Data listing
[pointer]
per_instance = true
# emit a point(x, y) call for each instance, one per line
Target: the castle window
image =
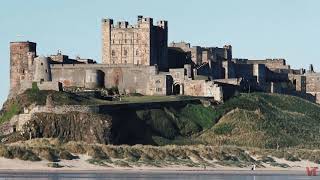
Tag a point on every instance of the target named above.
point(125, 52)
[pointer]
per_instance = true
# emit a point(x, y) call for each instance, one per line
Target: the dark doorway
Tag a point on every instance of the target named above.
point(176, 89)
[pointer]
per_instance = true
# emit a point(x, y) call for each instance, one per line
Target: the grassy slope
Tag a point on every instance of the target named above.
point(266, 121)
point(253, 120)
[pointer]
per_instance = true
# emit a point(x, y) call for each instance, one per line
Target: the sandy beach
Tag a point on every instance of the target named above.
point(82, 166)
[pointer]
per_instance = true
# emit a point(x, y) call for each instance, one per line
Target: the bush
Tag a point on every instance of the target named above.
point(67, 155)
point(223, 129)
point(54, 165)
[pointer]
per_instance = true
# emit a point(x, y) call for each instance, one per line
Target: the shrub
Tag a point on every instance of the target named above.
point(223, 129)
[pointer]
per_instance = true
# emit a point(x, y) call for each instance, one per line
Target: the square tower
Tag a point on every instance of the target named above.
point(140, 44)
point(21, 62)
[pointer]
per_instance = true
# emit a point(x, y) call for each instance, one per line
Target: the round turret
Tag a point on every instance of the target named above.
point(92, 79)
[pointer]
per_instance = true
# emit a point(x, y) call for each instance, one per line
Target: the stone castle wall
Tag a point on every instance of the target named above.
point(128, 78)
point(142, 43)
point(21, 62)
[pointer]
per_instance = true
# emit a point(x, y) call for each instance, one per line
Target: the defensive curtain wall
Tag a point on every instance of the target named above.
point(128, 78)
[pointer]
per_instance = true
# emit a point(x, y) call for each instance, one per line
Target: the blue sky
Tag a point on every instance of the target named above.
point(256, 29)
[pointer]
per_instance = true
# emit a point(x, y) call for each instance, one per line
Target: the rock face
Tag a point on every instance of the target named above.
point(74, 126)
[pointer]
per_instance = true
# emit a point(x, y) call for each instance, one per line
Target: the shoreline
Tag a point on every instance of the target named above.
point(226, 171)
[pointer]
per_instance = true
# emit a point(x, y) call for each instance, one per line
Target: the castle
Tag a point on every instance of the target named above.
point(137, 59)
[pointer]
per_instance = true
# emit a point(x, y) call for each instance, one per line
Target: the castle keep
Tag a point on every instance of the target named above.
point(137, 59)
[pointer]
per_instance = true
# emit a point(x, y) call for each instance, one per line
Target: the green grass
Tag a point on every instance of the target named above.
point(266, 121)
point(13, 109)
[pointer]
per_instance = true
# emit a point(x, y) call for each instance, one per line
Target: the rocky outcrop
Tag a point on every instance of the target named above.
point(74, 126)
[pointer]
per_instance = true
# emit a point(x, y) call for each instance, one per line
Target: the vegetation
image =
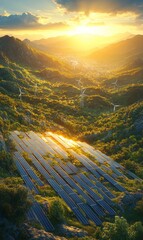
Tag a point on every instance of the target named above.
...
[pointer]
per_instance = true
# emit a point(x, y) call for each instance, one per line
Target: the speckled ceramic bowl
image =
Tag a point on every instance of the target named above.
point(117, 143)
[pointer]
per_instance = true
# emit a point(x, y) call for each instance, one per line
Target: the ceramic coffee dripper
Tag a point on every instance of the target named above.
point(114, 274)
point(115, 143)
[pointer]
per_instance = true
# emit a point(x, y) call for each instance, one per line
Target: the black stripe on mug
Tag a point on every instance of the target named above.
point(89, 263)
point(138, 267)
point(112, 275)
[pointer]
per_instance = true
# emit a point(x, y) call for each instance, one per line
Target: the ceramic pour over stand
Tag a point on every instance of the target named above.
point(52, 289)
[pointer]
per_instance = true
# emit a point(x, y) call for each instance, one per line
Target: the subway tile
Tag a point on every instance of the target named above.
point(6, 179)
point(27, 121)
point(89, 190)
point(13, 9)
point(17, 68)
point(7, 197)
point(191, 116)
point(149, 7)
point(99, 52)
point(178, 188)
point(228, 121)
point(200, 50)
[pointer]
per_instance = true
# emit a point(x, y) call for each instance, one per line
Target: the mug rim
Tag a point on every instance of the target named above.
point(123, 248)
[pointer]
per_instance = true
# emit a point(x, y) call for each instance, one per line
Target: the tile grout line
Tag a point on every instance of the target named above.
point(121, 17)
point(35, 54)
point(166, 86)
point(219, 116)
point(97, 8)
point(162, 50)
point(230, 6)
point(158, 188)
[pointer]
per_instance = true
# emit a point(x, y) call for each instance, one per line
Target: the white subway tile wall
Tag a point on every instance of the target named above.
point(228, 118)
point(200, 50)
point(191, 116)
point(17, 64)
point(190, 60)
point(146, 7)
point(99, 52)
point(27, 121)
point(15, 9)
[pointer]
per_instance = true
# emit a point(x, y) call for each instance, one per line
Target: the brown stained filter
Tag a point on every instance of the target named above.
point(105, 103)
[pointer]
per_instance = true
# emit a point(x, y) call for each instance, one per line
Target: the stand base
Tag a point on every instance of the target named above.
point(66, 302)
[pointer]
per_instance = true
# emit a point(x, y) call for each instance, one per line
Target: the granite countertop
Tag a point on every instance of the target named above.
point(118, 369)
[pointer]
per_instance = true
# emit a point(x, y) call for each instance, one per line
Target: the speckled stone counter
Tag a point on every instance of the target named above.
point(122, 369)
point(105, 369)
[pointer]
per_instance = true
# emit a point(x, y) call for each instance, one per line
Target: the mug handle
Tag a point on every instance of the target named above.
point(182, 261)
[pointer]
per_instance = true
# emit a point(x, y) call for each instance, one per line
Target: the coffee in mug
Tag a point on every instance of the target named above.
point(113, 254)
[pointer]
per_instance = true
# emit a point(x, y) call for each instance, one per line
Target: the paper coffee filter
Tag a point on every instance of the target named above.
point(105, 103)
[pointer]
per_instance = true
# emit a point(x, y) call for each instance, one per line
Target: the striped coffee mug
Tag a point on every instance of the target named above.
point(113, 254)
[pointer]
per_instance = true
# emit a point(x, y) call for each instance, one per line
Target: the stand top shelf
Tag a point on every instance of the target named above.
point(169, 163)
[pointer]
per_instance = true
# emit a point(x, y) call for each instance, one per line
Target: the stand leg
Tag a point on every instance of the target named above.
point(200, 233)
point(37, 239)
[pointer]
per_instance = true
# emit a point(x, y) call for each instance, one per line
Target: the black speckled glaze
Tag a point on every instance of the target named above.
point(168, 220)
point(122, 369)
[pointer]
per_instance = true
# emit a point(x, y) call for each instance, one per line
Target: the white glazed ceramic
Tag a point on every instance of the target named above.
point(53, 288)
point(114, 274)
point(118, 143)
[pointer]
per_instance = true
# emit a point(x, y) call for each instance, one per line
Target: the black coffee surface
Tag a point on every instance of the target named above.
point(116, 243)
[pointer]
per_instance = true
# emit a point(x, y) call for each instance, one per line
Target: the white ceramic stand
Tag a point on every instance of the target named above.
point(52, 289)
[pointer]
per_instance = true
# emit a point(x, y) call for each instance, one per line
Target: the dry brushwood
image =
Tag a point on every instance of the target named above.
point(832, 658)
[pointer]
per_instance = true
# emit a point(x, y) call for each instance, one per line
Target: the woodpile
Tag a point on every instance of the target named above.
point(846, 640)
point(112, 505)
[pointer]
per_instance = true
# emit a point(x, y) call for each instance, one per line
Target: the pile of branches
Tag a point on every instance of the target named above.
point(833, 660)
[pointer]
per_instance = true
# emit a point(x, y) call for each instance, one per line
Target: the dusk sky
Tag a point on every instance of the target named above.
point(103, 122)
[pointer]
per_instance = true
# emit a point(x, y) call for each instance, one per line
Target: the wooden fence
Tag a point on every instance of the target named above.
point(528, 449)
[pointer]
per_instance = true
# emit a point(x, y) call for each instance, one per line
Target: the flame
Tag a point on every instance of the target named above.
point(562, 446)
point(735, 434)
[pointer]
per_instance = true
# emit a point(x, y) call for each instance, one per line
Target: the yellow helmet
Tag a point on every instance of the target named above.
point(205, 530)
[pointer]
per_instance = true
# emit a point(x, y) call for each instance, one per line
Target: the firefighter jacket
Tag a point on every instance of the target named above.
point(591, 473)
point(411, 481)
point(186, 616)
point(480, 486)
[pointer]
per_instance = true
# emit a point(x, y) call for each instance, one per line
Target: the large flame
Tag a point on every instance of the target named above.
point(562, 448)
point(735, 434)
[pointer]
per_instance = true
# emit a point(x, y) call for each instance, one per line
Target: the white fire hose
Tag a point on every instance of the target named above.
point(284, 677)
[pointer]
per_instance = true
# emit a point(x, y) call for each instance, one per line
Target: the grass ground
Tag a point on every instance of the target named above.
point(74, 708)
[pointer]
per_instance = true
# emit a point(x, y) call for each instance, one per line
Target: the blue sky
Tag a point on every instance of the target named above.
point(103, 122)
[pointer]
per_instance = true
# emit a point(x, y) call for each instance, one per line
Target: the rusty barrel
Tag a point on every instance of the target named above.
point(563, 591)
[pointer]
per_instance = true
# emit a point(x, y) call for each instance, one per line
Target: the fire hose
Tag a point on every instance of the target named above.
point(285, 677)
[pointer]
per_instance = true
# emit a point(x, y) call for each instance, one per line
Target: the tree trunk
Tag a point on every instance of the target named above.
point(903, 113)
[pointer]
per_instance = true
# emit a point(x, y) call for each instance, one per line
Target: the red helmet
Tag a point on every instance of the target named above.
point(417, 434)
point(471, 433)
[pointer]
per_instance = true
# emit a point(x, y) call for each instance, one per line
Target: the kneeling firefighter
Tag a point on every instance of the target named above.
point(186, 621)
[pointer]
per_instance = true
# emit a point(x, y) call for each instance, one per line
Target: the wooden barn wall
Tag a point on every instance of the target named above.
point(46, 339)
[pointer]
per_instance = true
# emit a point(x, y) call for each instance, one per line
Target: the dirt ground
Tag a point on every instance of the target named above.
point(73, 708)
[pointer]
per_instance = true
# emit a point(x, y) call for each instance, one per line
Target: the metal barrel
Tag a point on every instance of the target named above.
---
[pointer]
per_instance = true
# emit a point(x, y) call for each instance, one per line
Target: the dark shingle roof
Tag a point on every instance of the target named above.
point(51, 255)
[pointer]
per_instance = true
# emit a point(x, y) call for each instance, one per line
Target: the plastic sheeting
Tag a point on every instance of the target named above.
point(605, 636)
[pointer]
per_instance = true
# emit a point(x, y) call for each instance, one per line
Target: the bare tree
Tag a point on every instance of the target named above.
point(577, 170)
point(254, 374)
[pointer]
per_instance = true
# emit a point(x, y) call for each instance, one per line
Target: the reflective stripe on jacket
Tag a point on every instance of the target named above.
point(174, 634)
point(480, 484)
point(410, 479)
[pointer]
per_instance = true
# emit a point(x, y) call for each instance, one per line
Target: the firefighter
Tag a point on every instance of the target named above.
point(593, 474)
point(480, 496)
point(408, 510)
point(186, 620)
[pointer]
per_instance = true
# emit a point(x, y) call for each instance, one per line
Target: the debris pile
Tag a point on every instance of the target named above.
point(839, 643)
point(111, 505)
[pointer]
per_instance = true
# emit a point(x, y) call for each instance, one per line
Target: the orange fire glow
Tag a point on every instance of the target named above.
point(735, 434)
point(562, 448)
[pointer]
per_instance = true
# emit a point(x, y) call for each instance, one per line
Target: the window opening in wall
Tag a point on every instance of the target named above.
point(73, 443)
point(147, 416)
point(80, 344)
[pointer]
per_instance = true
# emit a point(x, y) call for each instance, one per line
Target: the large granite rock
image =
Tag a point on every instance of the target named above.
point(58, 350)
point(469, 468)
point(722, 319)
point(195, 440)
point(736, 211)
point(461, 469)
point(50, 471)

**AIM OF THE TASK:** Count the lines in the data listing above that contain the word "flame", and reply with the number alone.

**SOLVED EXERCISE:** 2